───── The data
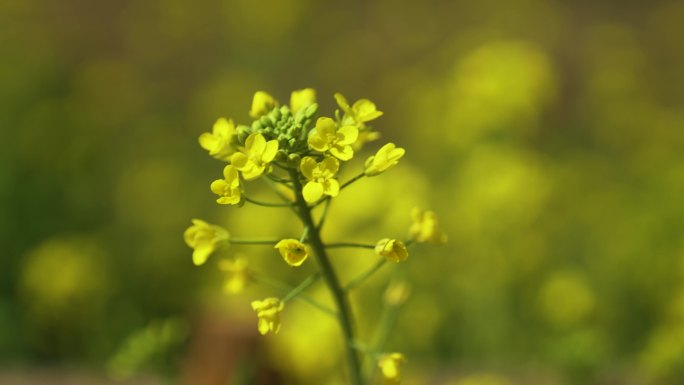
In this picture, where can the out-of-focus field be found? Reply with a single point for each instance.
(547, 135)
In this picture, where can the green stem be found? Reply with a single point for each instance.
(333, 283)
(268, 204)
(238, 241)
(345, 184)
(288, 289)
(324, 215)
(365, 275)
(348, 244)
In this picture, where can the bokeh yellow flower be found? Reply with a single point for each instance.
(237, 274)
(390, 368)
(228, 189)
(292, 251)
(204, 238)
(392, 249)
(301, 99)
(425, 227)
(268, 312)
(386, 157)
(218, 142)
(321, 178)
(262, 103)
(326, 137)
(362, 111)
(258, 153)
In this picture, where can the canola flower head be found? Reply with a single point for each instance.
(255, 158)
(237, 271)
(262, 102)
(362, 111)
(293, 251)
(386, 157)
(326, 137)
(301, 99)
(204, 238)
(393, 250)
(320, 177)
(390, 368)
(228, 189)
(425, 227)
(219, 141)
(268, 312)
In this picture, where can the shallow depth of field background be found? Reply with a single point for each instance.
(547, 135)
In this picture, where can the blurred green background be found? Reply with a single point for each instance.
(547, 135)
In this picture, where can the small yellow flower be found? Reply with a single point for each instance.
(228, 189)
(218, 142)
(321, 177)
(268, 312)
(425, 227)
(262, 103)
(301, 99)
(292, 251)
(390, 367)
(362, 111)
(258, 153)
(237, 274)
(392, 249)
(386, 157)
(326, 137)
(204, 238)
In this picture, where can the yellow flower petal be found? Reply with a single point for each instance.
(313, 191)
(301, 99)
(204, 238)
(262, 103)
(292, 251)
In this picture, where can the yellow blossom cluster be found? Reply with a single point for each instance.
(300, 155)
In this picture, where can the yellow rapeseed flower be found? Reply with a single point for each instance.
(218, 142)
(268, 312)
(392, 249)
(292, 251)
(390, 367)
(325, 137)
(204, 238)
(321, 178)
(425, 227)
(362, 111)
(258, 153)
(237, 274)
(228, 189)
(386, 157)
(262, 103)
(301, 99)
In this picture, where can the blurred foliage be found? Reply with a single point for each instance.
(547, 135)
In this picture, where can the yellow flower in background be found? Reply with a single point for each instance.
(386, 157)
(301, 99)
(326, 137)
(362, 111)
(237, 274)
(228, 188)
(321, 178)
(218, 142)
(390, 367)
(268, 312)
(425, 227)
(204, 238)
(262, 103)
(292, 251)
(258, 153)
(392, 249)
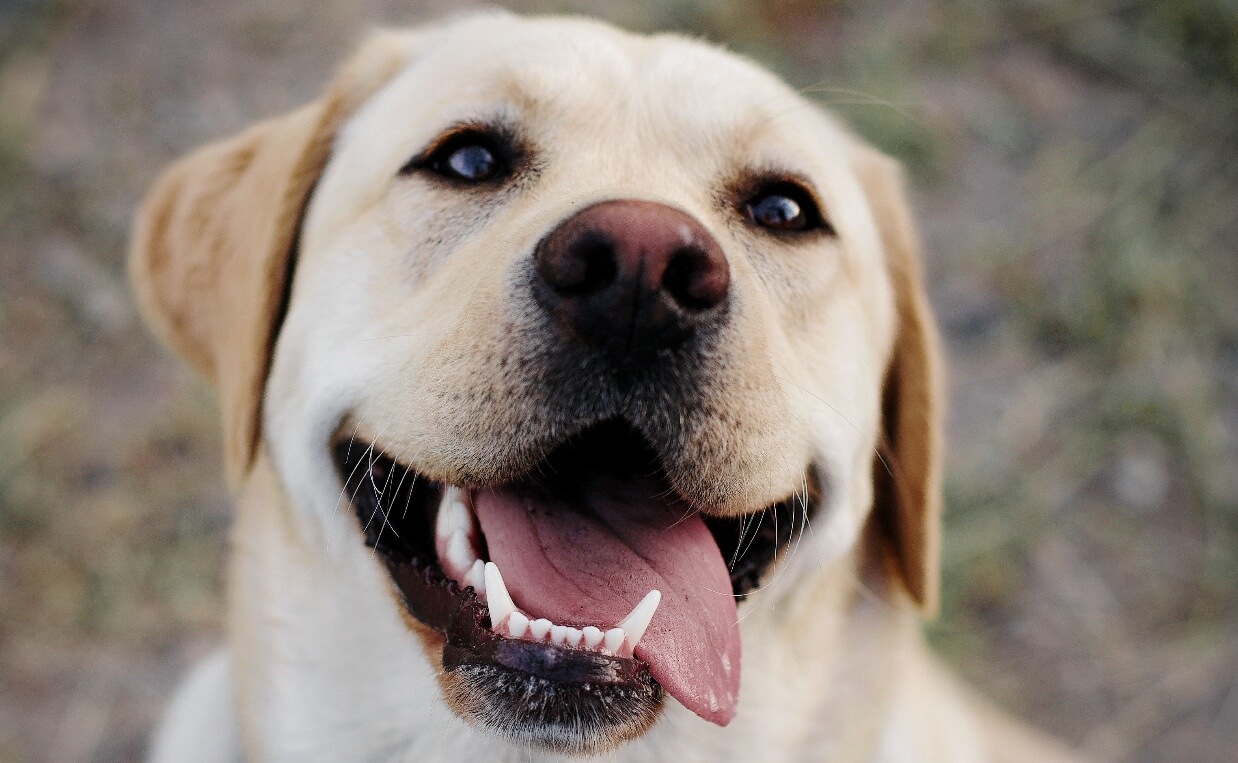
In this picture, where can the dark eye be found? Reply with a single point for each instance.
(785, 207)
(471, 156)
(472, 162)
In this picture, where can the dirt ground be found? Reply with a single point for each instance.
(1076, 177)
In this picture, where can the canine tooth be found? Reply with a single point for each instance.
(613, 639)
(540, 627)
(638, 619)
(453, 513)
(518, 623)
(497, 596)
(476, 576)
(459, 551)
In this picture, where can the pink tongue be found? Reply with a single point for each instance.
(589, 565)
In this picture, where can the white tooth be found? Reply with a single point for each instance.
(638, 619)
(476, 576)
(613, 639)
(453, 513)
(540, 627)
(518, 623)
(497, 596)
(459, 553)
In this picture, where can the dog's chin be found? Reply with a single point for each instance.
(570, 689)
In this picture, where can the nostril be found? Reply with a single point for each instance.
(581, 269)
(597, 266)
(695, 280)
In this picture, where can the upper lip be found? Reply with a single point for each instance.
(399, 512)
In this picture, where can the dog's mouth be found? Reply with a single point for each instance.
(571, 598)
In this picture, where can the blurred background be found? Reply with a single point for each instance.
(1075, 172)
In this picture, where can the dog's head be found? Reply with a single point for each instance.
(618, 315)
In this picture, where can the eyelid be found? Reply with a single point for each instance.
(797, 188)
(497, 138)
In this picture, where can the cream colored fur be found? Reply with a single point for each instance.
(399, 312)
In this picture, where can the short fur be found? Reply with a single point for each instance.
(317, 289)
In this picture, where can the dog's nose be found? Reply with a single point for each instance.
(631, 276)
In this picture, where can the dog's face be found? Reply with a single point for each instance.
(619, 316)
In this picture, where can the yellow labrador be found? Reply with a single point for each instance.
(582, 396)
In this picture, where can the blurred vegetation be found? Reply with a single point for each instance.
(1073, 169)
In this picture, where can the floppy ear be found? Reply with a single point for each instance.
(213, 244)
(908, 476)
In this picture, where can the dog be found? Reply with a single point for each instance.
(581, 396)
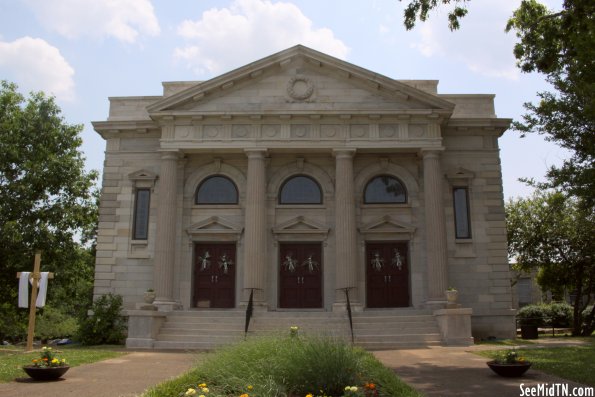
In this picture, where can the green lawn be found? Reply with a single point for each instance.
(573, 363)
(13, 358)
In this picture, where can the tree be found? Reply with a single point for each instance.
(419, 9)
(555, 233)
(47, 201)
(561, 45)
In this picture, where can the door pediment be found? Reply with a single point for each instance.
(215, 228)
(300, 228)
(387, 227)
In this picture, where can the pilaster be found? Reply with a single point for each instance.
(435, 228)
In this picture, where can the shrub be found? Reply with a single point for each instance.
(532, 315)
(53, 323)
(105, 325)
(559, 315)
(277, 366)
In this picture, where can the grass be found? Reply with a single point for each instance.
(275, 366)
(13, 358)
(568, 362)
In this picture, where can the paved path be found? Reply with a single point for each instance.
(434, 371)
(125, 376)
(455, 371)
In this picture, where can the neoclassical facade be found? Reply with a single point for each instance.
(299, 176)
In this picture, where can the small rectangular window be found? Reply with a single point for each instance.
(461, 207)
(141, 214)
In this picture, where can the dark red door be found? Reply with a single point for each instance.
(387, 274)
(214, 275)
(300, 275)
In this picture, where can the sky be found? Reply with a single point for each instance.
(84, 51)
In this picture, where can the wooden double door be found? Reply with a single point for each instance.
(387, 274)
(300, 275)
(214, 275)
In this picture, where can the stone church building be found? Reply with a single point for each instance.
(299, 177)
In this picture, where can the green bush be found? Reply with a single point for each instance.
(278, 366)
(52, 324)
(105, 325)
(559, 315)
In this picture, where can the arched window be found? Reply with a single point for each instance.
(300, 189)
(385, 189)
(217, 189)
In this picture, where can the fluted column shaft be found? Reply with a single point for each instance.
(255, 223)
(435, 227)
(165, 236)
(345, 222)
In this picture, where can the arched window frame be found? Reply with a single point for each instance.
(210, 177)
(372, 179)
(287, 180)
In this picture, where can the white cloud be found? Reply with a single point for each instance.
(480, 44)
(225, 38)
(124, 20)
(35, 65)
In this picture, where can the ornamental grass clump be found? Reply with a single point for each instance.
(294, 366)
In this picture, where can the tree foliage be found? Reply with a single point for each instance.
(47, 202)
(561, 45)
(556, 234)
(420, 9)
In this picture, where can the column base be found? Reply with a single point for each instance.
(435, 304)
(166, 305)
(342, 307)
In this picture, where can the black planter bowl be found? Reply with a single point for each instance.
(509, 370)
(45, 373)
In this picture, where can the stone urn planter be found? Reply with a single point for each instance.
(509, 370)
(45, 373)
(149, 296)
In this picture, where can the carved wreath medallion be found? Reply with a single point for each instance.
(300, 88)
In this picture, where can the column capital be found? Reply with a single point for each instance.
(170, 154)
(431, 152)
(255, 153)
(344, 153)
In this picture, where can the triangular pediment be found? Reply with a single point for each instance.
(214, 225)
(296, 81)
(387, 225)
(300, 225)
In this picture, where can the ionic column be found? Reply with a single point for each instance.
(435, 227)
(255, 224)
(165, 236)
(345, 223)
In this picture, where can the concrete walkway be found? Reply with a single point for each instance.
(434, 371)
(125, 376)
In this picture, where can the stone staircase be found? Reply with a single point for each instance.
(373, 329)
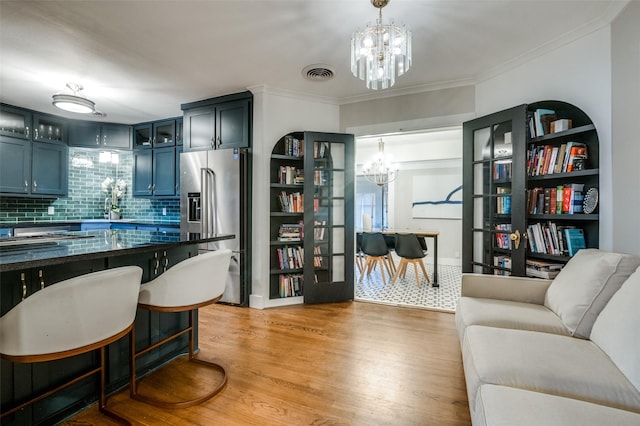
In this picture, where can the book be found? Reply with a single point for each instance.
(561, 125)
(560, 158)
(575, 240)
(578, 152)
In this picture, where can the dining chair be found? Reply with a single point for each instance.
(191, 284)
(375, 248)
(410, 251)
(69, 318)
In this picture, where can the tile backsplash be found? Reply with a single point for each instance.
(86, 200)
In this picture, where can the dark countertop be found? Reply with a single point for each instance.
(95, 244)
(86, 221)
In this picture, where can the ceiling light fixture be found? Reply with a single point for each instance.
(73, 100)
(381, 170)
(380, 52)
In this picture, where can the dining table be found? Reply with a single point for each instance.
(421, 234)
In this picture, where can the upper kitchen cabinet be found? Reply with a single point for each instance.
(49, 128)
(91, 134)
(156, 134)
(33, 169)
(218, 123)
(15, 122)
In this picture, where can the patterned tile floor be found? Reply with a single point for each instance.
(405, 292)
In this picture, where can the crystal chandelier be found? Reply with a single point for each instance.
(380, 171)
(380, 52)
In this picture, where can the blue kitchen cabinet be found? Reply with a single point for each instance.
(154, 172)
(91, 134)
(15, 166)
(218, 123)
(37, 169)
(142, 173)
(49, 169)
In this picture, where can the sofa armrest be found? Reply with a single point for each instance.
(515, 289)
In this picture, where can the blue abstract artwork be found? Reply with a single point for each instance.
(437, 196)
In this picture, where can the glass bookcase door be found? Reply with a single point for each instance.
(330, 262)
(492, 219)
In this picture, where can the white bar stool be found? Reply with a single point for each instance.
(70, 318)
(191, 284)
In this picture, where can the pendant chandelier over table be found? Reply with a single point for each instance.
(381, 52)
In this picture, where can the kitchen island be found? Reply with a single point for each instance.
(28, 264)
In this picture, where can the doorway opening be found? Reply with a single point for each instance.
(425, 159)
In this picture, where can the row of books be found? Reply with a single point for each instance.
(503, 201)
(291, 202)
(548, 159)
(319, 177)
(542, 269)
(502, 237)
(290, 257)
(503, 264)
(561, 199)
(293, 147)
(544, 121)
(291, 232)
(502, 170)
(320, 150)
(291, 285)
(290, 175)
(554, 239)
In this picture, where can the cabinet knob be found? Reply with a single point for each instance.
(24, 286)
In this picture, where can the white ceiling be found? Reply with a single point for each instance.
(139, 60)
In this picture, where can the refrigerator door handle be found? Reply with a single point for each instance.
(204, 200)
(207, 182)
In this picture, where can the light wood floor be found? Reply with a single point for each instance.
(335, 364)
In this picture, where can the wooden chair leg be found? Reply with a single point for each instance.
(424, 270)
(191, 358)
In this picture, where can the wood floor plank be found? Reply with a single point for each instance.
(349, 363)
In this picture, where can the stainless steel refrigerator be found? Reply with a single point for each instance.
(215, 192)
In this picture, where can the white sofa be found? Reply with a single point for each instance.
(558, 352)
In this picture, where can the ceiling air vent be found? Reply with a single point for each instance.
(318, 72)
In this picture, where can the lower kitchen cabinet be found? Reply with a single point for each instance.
──────────
## Short problem
Copy out the entries above, word for word, starting at the line that contains "In this picture, where can the ceiling air" and continuing through the last line of the entries.

## Exercise answer
In this picture, where can the ceiling air vent be found? Reply with a single point for each instance.
(318, 72)
In this picture, where can the lower kitchen cabinet be found? Reply with a single point for each instance.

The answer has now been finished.